Find every line in the entries that holds the string "white" and report it.
━━━ The data ━━━
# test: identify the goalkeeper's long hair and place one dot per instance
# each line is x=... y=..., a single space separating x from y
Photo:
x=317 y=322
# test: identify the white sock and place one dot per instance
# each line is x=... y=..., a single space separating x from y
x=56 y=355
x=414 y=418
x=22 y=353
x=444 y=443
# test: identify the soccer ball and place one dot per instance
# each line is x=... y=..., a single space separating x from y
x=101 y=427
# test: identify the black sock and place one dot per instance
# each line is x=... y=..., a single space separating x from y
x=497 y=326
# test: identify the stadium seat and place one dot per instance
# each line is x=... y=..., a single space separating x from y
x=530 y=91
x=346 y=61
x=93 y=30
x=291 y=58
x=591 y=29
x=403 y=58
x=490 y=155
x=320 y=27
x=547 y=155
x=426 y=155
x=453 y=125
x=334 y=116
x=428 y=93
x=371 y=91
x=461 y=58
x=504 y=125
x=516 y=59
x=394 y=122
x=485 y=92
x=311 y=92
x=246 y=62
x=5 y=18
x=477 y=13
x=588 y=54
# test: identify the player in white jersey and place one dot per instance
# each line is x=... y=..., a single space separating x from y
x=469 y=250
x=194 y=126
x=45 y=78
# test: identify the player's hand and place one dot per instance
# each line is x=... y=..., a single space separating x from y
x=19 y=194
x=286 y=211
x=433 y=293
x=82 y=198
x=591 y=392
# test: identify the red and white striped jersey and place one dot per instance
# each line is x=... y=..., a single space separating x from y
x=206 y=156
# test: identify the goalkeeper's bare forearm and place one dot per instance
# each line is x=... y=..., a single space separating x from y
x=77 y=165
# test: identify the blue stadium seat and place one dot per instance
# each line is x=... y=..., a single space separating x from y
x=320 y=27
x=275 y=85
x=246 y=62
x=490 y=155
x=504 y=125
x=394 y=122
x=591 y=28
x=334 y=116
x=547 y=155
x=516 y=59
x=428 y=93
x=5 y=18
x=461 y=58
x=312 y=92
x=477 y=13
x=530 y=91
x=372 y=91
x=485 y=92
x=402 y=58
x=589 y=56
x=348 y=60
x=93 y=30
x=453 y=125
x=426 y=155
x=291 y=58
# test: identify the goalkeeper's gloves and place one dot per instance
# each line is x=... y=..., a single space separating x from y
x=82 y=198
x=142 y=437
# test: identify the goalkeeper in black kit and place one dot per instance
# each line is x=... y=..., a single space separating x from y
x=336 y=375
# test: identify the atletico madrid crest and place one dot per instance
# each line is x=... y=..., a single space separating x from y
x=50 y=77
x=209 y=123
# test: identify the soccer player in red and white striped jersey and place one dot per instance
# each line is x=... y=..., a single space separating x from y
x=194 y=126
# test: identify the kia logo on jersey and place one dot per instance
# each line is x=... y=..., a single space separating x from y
━━━
◆ **Answer to the exercise**
# test: identify the white sock and place one dot per instance
# test: identify the player in white jersey and place one dot per instance
# test: identify the red and white striped jersey and place one dot per instance
# test: identify the soccer player in red and white striped jersey and place one dot per instance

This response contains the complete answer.